Artikel:

• • • • • • •

Takengen | Lintas Gayo : Bertempat di Café Warung Apresiasi (Wapres) samping pendopo Bupati kabupaten Aceh Tengah, Raihan Iskandar, Lc, MM anggota Dewan Perwakilan Rakyat Republik Indonesia (DPR RI) dari Komisi X menjamu seniman Gayo dan pelaku Pacu Kuda Tradisional Gayo untuk saling temu ramah, rabu (20/4).
Temu ramah tersebut bertujuan untuk mendengarkan aspirasi masyarakat yang akan disuarakan kembali Raihan di tingkat nasional, terutaman dalam bidang kebudayaan.
Berdasarkan bidang yang dibidanginya, Raihan berharap agar semua cagar budaya segera didaftarkan seperti temuan benda pra sejarah di Loyang Mendale beberapa waktu lalu, sehingga nantinya instansi terkait akan memilah mana yang status international, tingkat nasional, provinsi atau kabupaten.
Dengan demikian akan dapat diketahui siapa pejabat berwenang yang akan bertangung jawab untuk kelestariannya.
Berdasarkan Undang-undang Nomor 11 tahun 2010 tentang Cagar Budaya, telah memberi peluang luas kepada masyarakat dan pemerintah untuk meregistrasikan cagar budaya termasuk di luar negeri. “Kalau kita punya kebudayaan diluar negeri, dan kalau kita punya uang, maka kita bisa beli”, kata Raihan dihadapan puluhan masyarakat pecinta seni dan pacuan kuda tradisional.
Setelah adanya undang-undang tersebut, diharapkan dalam dua tahun kedepan semua cagar budaya telah didaftarkan oleh pemiliknya. Dan jika tidak didaftarkan maka ada sanksi. “Pejabat dinas akan mendapat sanksi karena kelalaian,” ujar sosok yang sebelum sebagai guru ngaji sebelum menduduki jabatan sekarang.
Minta Kuda Pejantan
Dalam kesempatan tersebut, juga disampaikan sejumlah keluhan dari masyarakat bahwa budaya pacuan kuda tradisional Gayo di Takengen, kini sudah menjadi milik orang-orang tertentu saja yang dikarenakan telah banyaknya kuda peranakan (blasteran kuda asing dengan lokal) yang diikutkan dalam ajang pacuan kuda tradisional Gayo.

• • • • • • •

Informasi yang Diberikan:

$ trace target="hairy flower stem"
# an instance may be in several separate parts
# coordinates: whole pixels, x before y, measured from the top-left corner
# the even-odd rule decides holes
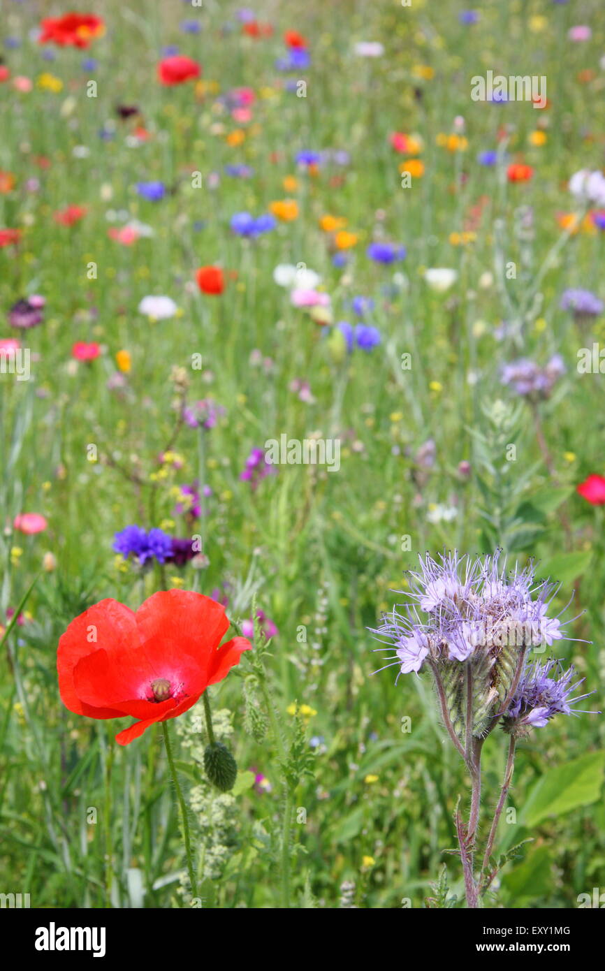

• • • • • • •

Deskripsi Tugas: Sebutkan semua tingkat status cagar budaya yang akan dipilah oleh instansi terkait menurut artikel.

Hasil:
- International
- Nasional
- Provinsi
- Kabupaten